製造業の分野でよく耳にする、機械保全技能士の資格。
スキルアップや転職活動のためなど、機械保全技能士の資格取得を考えている方は多いと思います。

しかし中には
「機械保全技能士ってどんな資格?難しいの?」
「機械保全技能士は役に立たないって聞いたけど本当?」
などと疑問に思っている方もいらっしゃるのではないでしょうか?

そこでこの記事では、機械保全技能士とはどんな資格なのかを詳しくご紹介いたします。資格の種類や難易度、取得するメリットのほか、どんな人に向いているのかなどのお役立ち情報も交えながらわかりやすく解説していきますね。

【この記事でわかること】
・機械保全技能士とは?
・機械保全技能士の資格の種類と違い
・機械保全技能士資格が「役に立たない」といわれる理由
・機械保全技能士の資格を取得するメリットと活躍の場は?
・機械保全技能士に求められること
・機械保全技能士に向いている人の特徴

なお、記事の中で例として挙げるものは、それぞれ一部です。たくさんありますので代表的なものに絞っています。
機械保全技能士の資格に興味がある方はぜひご覧ください。

機械保全技能士とは?

工場内の機械のメンテナンスを行うためには、専門的な技術や知識が必要となります。そうした機械メンテナンスの技術、知識を証明する国家資格が「機械保全技能士」です。

モノづくりの現場では非常に多くの機械が稼働しています。それらの機械は長く使い続けるうちに徐々に機能が落ちていき、時には故障してしまうこともあります。そうしたトラブルを未然に防ぐため、工場では定期的に機械のメンテナンスが行われています。

機械保全技能士の資格を取得することで、国の公的機関(厚生労働省)から、機械のメンテナンスに関して一定以上の技術と知識を有していると認められていることが証明できます。つまり「国が認めた専門家」であり、製造業の分野で非常に需要が高く活躍が期待できる資格と言えます。

機械保全技能士の資格の種類と違い

機械保全技能士の資格の種類は「4つの等級」があります。
より専門性が高い順に、特級、1級、2級、3級で、それぞれ以下のような違いがあります。

▼特級
保全に関わる業務の監督者として働く管理職の人を対象としている資格です。

▼1級
製造業の企業の保全部門などでリーダー的な役割を担っている人を対象としています。

▼2級
保全に関わる知識などを必要とする新入社員から中堅レベルの社員などが対象です

▼3級
初級レベルの知識やスキルの習得が求められる資格で、学生や新入社員などを対象としています。

ここからは、それぞれの試験問題の内容や受験に必要な条件、難易度について解説していきます。

機械保全技能士の試験問題の内容について

機械保全技能士の試験では、すべての等級で「学科試験」と「実技試験」があります。

【特級】
特級の学科試験では8科目が出題されます。

* **課題一覧**
• A. 本文が挙げている機械保全技能士の等級をすべて書き出すこと。
• B. 本文のうち「製造業の分野でよく耳にする、機械保全技能士の資格。」で始まり「りやすく解説していきますね。」に至るまでの部分を、一字も変えずに打ち直すこと。
以下の資料はこの作業に一切関わらない。

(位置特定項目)
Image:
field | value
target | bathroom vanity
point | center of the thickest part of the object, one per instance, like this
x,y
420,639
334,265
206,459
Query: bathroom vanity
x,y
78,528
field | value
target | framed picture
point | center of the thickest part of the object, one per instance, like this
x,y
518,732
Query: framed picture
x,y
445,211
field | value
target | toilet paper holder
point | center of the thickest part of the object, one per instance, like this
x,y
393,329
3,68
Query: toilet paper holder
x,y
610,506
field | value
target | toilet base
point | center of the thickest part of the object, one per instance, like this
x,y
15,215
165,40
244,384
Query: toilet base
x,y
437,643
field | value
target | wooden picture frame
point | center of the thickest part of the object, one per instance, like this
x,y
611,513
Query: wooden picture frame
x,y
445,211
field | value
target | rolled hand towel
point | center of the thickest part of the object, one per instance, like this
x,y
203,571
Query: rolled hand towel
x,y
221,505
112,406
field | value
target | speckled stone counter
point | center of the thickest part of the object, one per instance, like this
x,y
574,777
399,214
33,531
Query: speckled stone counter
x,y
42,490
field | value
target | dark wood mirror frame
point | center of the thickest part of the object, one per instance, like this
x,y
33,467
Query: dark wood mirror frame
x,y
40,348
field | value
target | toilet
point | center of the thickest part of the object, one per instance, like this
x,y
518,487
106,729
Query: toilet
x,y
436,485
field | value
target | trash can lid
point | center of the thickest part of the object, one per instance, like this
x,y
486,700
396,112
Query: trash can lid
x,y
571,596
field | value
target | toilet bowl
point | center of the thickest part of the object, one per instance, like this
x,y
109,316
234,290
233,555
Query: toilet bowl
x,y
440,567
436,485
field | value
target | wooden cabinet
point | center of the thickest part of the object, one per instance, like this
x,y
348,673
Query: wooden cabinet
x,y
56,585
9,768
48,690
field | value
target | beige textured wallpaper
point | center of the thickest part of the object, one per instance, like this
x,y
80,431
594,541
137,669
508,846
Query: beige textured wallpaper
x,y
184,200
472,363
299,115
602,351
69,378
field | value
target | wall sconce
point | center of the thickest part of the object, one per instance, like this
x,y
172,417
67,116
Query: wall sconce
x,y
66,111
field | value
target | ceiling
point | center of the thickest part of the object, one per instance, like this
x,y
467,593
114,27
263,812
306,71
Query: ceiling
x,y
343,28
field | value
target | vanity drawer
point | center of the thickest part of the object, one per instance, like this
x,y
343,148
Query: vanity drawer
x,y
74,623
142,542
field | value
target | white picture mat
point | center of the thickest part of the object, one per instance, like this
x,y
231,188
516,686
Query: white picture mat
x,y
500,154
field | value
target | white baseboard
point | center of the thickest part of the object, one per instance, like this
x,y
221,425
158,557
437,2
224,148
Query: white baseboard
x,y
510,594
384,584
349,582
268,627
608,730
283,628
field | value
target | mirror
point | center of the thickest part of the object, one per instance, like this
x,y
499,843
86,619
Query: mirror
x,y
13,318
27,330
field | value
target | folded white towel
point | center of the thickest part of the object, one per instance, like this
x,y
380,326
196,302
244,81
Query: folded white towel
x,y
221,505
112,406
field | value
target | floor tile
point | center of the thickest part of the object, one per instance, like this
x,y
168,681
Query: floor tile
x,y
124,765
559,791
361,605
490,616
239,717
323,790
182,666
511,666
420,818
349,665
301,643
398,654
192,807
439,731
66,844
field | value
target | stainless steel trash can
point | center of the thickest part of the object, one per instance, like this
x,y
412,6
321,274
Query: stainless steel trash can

* **課題別の回答**
• A. 特級、1級、2級、3級

• B.
製造業の分野でよく耳にする、機械保全技能士の資格。
スキルアップや転職活動のためなど、機械保全技能士の資格取得を考えている方は多いと思います。

しかし中には
「機械保全技能士ってどんな資格?難しいの?」
「機械保全技能士は役に立たないって聞いたけど本当?」
などと疑問に思っている方もいらっしゃるのではないでしょうか?

そこでこの記事では、機械保全技能士とはどんな資格なのかを詳しくご紹介いたします。資格の種類や難易度、取得するメリットのほか、どんな人に向いているのかなどのお役立ち情報も交えながらわかりやすく解説していきますね。